Segment Start: SOURCE TEXT
Expanding Service Delivery through Rural Outreach

Employment programs for people with HIV living in rural areas are rare. To help fill this gap, EFL launched two successful pilot EFL classes in rural Minnesota, one in Duluth (April 2010) and one in Alexandria (April 2011).

A unique feature of this rural program is that it provides transportation and lodging. Planners for the Rural MN EFL, as the program is known, believed it was important to get away from potential distractions to truly focus on work readiness. Key program components are computer skills, interviewing, maintaining confidentiality, managing disclosure, goal-setting and other soft skills.

The Rural MN EFL class is a shorter, concentrated version of the EFL five-week course, but includes the same elements that the urban program offers. Classes are one week, Monday through Friday. The focus is on returning to work with an emphasis on technology; reflecting this, all students all receive a netbook.

For some participants in the Rural MN EFL class, the experience offers a chance to be around other HIV-positive people for the first time in their lives. "I finally felt comfortable in my own skin. I really connected with the other class members on a deep level," remarks one participant.
Segment End: SOURCE TEXT
Segment Start: INPUT DATA
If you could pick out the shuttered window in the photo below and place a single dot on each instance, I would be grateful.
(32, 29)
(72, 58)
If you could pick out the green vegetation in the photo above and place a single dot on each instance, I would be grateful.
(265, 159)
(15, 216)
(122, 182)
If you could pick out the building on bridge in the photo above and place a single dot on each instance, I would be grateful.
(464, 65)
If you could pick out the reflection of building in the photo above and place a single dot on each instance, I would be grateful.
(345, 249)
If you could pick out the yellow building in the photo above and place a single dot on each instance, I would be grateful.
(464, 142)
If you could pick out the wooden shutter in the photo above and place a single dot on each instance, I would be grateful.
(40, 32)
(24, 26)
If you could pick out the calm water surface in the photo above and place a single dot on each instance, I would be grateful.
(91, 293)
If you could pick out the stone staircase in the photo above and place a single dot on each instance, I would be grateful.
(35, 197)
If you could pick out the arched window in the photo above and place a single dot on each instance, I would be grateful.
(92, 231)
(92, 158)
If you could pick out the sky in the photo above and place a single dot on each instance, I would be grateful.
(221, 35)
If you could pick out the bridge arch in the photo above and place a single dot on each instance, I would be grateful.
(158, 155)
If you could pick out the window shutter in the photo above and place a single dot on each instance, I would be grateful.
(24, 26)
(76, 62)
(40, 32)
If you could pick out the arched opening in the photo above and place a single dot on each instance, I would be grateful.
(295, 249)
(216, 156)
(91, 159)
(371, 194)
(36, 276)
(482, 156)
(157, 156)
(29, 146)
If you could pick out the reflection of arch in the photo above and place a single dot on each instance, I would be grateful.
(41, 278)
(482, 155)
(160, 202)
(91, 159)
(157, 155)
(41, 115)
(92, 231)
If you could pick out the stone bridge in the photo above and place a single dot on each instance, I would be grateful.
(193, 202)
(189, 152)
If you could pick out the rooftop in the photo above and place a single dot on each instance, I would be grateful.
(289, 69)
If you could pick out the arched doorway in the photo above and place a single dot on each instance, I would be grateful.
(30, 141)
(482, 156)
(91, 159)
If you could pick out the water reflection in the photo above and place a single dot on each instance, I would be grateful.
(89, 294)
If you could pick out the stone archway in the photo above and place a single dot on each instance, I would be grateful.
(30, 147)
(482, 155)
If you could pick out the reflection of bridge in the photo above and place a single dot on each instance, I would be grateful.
Segment End: INPUT DATA
→ EXERCISE TASKS:
**A.** Answer these questions about the rural outreach passage:
(i) In which city and month was the first pilot class held?
(ii) What does the rural program provide that the passage calls a unique feature?
(iii) How long do the Rural MN EFL classes run?
**B.** Please quote the stretch of the rural outreach passage from "Employment programs for" through "Alexandria (April 2011).".
You won't need the items for anything here.

→ RESPONSE LIST:
**A.**
(i) Duluth, in April 2010.
(ii) Transportation and lodging.
(iii) One week, Monday through Friday.

**B.**
Employment programs for people with HIV living in rural areas are rare. To help fill this gap, EFL launched two successful pilot EFL classes in rural Minnesota, one in Duluth (April 2010) and one in Alexandria (April 2011).